Exercise 1 ::
How long does the bullet's shadow last, according to the post on detecting bullets with an IR light?
Exercise 2 ::
Swap "wooden table" for "marble table" in the rows, covering everything from the row starting "Would you mind marking the wine" down to the last row. Return only those rows, with nothing else changed.

I haven't done this, but my first thought is to use light, or more specifically detect the shadow of the bullet. However, I wouldn't rely on ambient light. I'd use a deliberate light source, probably a IR LED. A small string of IR detectors would be accross the hole from the LED, spaced so that at least one of them will see the bullet shadow regardless of where it passes thru the hole. All this would be mounted on the back side of the hole to avoide damage from a mis-aimed bullet. The LED can be a little ways sideways from the hole so that it's beams are more parallel accross the back of the hole.
The speed of your bullet is 200 m/s, which means it takes 5 µs per mm. The bullet is 5 mm long, so the duration of the shadow is 25 µs. If you just amplify the detector signals and present them to a processor, you'd have to sample every 10 µs or so, which is 100 kHz. I have no idea where you got 40 kHz from, but that is too slow.
10 µs/sample is fast but doable. Some of the dsPICs can run at 40 MHz instruction rate, so that gives you 400 instructions/sample, which is actually quite a lot. The problem is you need multiple detectors, maybe around 10 of them. 40 instructions/sample might be doable if you write the code carefully and keep the A/D going overlapped with processing the previous sample.
Brute force fast sampling may actually be a good way to do this. It would certainly be the simplest in terms of hardware. However, there are some other possibilities that greatly reduce the firmware burden for a modest increase in hardware complexity and cost.
One possibility is to combine the multiple sensor signals into one in analog. Simply averaging may be good enough, although you lose some signal to noise ratio. If only 1 sensor of 10 sees the shadow, then the signal will be down by 90% or 20 dB. Still that might be doable. There should not be a lot of high frequency ambient noise at the detector wavelength, so the no-bullet signal should be pretty clean. With a 12 bit A/D, it's quite possible that a bullet can be reliably detected by simply looking at the average. Each of the signals would be high pass filtered first, and then amplified so that a bullet shadow is nearly full scale. Averaging 10 of those would result in 1/10 of full scale signal, which is most likely good enough compared to the noise level.

Provided information ::

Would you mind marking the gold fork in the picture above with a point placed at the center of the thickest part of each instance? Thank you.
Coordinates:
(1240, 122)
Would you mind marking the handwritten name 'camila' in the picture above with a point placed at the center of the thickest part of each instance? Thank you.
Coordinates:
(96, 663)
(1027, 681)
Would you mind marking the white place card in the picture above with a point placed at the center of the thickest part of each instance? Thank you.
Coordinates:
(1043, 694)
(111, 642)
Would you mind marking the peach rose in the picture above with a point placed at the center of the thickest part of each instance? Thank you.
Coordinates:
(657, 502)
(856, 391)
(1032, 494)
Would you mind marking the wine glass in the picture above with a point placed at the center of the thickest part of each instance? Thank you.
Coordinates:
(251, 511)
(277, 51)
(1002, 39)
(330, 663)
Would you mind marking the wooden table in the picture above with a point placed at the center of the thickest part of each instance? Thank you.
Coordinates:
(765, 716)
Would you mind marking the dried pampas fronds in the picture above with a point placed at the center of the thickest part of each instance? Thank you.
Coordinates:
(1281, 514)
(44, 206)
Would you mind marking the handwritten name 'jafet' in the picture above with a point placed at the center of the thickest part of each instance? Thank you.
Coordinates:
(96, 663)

Exercise solution 1 ::
25 µs

Exercise solution 2 ::
Would you mind marking the wine glass in the picture above with a point placed at the center of the thickest part of each instance? Thank you.
Coordinates:
(251, 511)
(277, 51)
(1002, 39)
(330, 663)
Would you mind marking the marble table in the picture above with a point placed at the center of the thickest part of each instance? Thank you.
Coordinates:
(765, 716)
Would you mind marking the dried pampas fronds in the picture above with a point placed at the center of the thickest part of each instance? Thank you.
Coordinates:
(1281, 514)
(44, 206)
Would you mind marking the handwritten name 'jafet' in the picture above with a point placed at the center of the thickest part of each instance? Thank you.
Coordinates:
(96, 663)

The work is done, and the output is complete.